WHAT IS NEEDED
Please transcribe exactly, and only, the lines of the data below between the line holding "Where can the green bush" and the line holding "Where can the bare", inclusive.

Records contained in a dataset
╔══

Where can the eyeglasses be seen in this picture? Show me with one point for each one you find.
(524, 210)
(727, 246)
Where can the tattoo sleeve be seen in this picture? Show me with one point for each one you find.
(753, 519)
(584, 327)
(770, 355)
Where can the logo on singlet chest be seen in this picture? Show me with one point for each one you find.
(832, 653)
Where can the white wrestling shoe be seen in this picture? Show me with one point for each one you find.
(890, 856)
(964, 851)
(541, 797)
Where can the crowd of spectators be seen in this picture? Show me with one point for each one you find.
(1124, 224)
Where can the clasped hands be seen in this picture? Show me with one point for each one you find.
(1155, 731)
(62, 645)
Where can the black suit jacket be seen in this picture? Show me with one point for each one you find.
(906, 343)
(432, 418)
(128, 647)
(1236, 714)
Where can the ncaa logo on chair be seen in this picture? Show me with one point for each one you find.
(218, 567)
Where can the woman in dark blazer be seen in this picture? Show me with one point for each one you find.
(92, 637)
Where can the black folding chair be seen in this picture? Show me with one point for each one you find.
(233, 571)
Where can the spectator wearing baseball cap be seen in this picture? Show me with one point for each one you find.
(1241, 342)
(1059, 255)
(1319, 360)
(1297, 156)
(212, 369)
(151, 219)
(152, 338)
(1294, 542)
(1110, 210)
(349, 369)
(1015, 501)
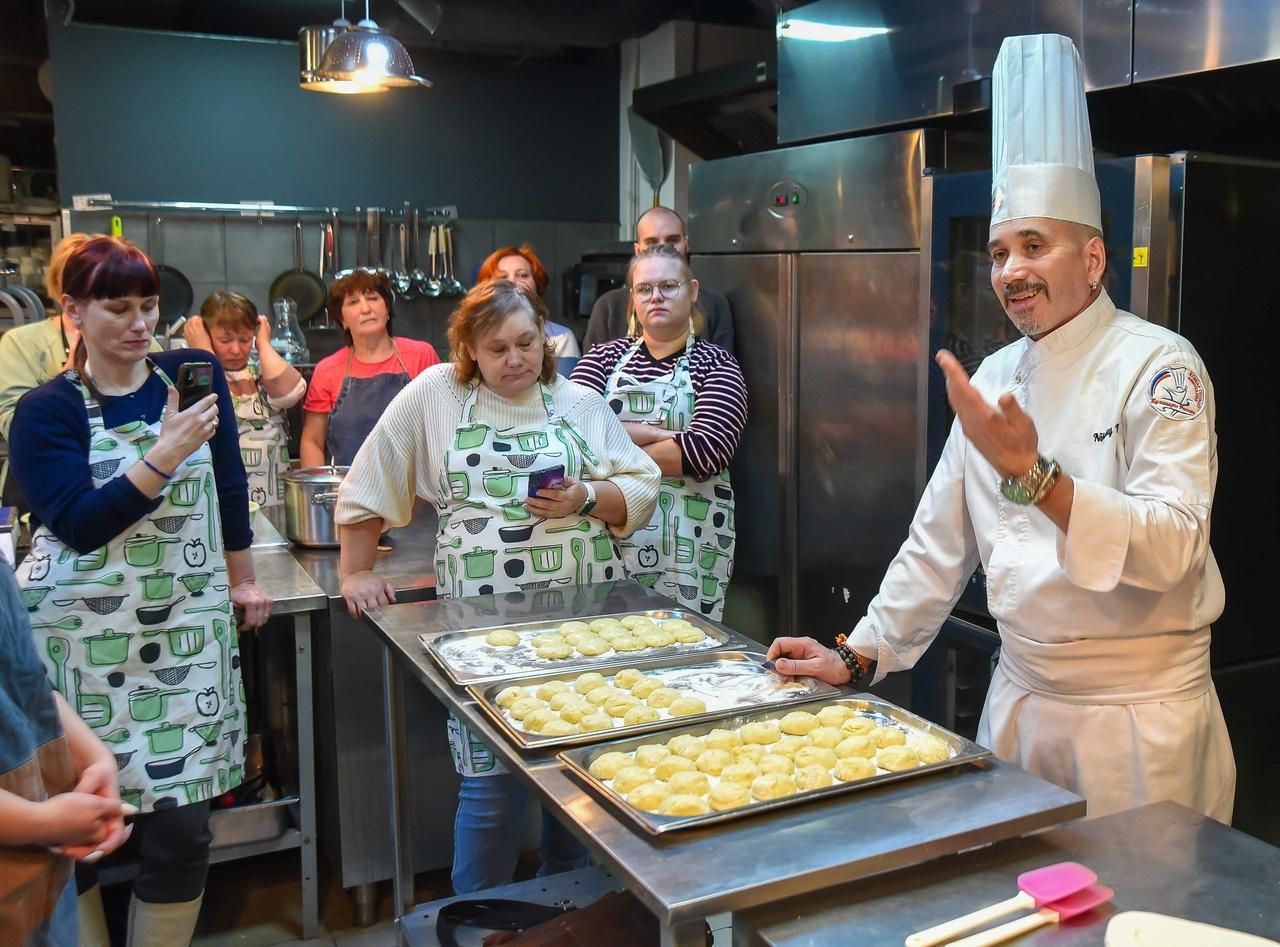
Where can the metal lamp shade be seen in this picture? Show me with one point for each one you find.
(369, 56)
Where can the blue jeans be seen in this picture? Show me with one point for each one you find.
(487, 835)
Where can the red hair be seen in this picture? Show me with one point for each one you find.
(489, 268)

╚══
╔══

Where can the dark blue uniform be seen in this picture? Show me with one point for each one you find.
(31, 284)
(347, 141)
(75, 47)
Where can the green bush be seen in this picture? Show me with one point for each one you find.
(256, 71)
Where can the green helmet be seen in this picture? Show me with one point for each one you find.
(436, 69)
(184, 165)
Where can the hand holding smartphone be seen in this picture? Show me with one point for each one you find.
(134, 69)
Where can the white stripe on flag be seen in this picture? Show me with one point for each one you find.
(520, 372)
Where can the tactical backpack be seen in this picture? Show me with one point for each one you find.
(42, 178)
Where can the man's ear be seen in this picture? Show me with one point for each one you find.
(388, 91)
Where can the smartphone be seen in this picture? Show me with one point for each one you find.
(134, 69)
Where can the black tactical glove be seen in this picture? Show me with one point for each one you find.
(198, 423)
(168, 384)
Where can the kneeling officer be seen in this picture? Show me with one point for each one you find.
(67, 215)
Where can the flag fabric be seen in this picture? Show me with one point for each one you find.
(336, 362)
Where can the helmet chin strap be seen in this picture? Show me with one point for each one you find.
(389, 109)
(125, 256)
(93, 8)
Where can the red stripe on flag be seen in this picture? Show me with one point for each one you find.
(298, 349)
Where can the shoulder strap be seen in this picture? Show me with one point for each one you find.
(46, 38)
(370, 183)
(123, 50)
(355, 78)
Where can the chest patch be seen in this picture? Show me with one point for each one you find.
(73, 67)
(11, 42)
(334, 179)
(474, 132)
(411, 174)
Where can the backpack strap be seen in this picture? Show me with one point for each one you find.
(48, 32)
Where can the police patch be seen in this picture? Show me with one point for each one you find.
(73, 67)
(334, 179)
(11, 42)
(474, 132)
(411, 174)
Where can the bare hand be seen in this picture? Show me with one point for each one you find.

╚══

THE ANSWER
Where can the green bush be seen in this picture? Show me with one point for each one you find.
(256, 71)
Where can the green helmet be seen in this picture? Show me with one point for each one you find.
(436, 69)
(184, 165)
Where can the hand holding smartphone be seen in this picture? Show me with one point for each one you find.
(134, 69)
Where can the white stripe on flag be seen in this picture? Show me with one point for each one you find.
(520, 372)
Where can the tactical backpack be seen in this picture? Show me with one point for each one you find.
(42, 178)
Where can the man's ear be seen in this picture? Show me with one point for each one you find.
(388, 91)
Where can the smartphone be seen in this picture? Show me with one point for each one you find.
(134, 69)
Where can the black tactical glove be seen in this picture? Show me with one point for each one you find.
(198, 423)
(168, 384)
Where can the kneeling officer be seen in this picture? Show me with one point for each one you find.
(67, 215)
Where can the flag fabric be seen in this picture? Show me with one point for each one you find.
(336, 362)
Where can the helmet chin strap be seen in this picture? Show me with one point for each one you find.
(389, 109)
(125, 256)
(93, 8)
Where can the red stripe on flag be seen in this picture? Show me with one point for each one you find.
(298, 349)
Where can the shoulder strap be seen in this picture? Show me with one point for each one you find.
(46, 38)
(370, 183)
(123, 50)
(355, 78)
Where can the chest patch be seen in this picture? Show me with one point for each one you find.
(73, 67)
(11, 42)
(334, 179)
(474, 132)
(411, 174)
Where can the backpack strap be seen in this picture? Show me with one point for each one you find.
(48, 32)
Where can the police patch be seen in this picture? Show me with one point for each one you find.
(73, 67)
(334, 179)
(11, 42)
(474, 132)
(411, 174)
Where can the bare hand be seen in this picture? Show me with one point for each one you find.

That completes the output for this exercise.